• [WHAT YOU SHOULD DO] Reproduce the rows from the line containing "TARGET = car windshield" up to and including the last line of the rows, requests included, and offset every coordinate in the answers by -90.

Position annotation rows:
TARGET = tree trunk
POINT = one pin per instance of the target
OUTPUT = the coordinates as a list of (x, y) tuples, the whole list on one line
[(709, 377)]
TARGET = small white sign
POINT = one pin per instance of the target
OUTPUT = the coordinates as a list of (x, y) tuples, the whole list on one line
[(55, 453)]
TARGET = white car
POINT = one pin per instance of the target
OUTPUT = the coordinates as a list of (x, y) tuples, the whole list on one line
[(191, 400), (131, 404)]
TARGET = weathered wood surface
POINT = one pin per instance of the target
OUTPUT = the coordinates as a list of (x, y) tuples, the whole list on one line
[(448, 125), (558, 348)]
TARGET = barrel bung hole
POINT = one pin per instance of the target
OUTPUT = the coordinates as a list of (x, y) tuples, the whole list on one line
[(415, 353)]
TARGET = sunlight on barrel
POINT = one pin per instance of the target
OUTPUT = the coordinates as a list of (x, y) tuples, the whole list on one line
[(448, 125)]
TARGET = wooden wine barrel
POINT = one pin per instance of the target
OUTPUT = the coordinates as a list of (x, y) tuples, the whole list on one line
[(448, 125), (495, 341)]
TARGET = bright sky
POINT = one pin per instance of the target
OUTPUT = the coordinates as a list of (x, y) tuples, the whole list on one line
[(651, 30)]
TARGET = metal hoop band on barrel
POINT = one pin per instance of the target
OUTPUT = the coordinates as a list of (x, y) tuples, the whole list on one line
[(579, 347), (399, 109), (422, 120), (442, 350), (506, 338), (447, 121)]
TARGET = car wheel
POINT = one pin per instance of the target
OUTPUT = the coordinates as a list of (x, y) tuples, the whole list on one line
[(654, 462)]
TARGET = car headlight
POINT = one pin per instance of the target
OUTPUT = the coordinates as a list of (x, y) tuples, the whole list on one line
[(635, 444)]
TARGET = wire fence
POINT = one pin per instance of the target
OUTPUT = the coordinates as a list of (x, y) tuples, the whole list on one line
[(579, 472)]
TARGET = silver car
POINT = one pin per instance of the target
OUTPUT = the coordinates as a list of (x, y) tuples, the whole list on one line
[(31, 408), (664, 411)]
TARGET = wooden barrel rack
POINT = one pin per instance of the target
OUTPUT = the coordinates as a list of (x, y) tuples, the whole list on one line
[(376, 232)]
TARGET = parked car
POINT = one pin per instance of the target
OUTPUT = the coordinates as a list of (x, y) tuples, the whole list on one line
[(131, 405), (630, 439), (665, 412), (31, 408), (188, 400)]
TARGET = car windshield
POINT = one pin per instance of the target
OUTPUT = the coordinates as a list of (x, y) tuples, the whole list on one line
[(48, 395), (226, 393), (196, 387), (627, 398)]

• [EXERCISE ANSWER]
TARGET = car windshield
POINT = one pin per instance of the target
OUTPUT = the coordinates as a list of (x, y) tuples, the whole list on one line
[(-42, 305), (136, 303), (106, 297), (537, 308)]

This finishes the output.